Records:
- - - - -

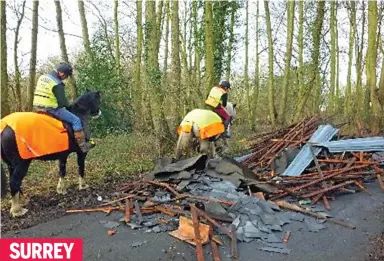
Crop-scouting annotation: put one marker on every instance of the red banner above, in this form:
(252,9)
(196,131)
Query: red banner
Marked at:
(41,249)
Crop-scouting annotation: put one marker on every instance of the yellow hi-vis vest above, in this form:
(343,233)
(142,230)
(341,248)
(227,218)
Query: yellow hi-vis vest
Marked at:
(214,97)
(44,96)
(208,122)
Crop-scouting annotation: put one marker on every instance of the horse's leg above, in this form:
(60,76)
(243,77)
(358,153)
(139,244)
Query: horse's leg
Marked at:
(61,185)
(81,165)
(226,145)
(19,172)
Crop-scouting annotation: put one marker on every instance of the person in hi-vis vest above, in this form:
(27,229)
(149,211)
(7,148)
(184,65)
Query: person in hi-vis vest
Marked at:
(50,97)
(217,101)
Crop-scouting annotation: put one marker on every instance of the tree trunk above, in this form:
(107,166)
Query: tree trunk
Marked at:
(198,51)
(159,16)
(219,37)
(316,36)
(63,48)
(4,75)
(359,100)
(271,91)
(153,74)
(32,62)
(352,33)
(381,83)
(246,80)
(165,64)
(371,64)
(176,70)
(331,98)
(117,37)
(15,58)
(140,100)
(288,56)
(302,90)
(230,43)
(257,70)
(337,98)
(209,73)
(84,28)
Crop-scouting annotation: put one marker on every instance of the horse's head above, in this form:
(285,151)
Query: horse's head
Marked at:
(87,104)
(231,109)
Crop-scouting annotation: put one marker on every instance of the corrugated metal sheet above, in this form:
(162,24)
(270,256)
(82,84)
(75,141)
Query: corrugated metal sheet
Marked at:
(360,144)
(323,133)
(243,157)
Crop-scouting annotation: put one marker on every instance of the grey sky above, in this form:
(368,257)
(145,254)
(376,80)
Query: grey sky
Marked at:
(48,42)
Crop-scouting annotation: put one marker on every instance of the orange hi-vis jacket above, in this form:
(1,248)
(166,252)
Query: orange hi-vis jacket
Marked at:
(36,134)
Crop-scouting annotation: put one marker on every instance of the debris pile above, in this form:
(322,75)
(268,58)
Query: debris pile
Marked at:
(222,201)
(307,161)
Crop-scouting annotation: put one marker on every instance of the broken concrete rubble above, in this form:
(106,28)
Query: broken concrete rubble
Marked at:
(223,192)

- - - - -

Stated goal:
Can you reproduce all of the material above with every "Crop-scouting annotation" switched to "Site survey annotation" and nothing else altered? Leave the pictures out of your answer.

Full solution:
Site survey annotation: put one marker on every instance of the red banner above, in this form:
(252,9)
(196,131)
Query: red banner
Marked at:
(41,249)
Site survey annotation: put one marker on every instance of the yellow hi-vis vest above, in this form:
(343,233)
(142,230)
(341,248)
(227,218)
Query: yellow hi-vis vest
Marked at:
(214,97)
(44,96)
(208,122)
Site survey annotation: put one marker on every instance of the horse's leg above, in this form:
(60,76)
(243,77)
(358,153)
(139,244)
Query: horse's leg
Marked at:
(61,185)
(81,165)
(226,145)
(19,172)
Site survey annotation: put one marker on every instance of the person in hi-vis vest above, in this form:
(27,229)
(149,211)
(7,148)
(184,65)
Query: person in hi-vis vest
Marked at:
(50,97)
(217,101)
Site survey annotation: put one marker on every instance of the tree trunk above, in this form:
(107,166)
Query: tree trunk
Marked at:
(198,51)
(159,16)
(219,37)
(316,36)
(63,48)
(4,75)
(359,100)
(271,91)
(153,74)
(32,62)
(352,33)
(381,83)
(246,80)
(165,64)
(371,64)
(176,70)
(331,98)
(117,37)
(15,58)
(140,100)
(288,56)
(302,90)
(230,43)
(257,70)
(337,98)
(209,73)
(84,28)
Site survey annotation: put one marker on every instance of the horse's head above, in this form:
(285,151)
Query: horse's head
Marked at:
(87,104)
(231,109)
Site survey annotation: put one marker on every instance of the corrugated metal sheet above, in this form:
(162,24)
(270,256)
(82,84)
(75,141)
Query: corrugated metal sheet
Marked at:
(360,144)
(323,133)
(243,157)
Site survey annotation: put one marker on every instance of the grey sky above, in this form:
(368,257)
(145,254)
(376,80)
Query: grey sky
Marked at:
(48,42)
Site survey annotation: put one marker on every instance of the orange hi-vis jacket above, in this form:
(1,248)
(166,252)
Query: orange hi-vis jacket
Marked at:
(36,134)
Site survey annotation: put one marker on every instance of the debris pile above, in this form:
(322,75)
(268,58)
Query: debris pile
Marked at:
(222,201)
(307,161)
Site survey annotation: put one marker on every instance of the broken concrete rubble above, in this form:
(106,28)
Query: broken concrete rubble
Marked at:
(223,192)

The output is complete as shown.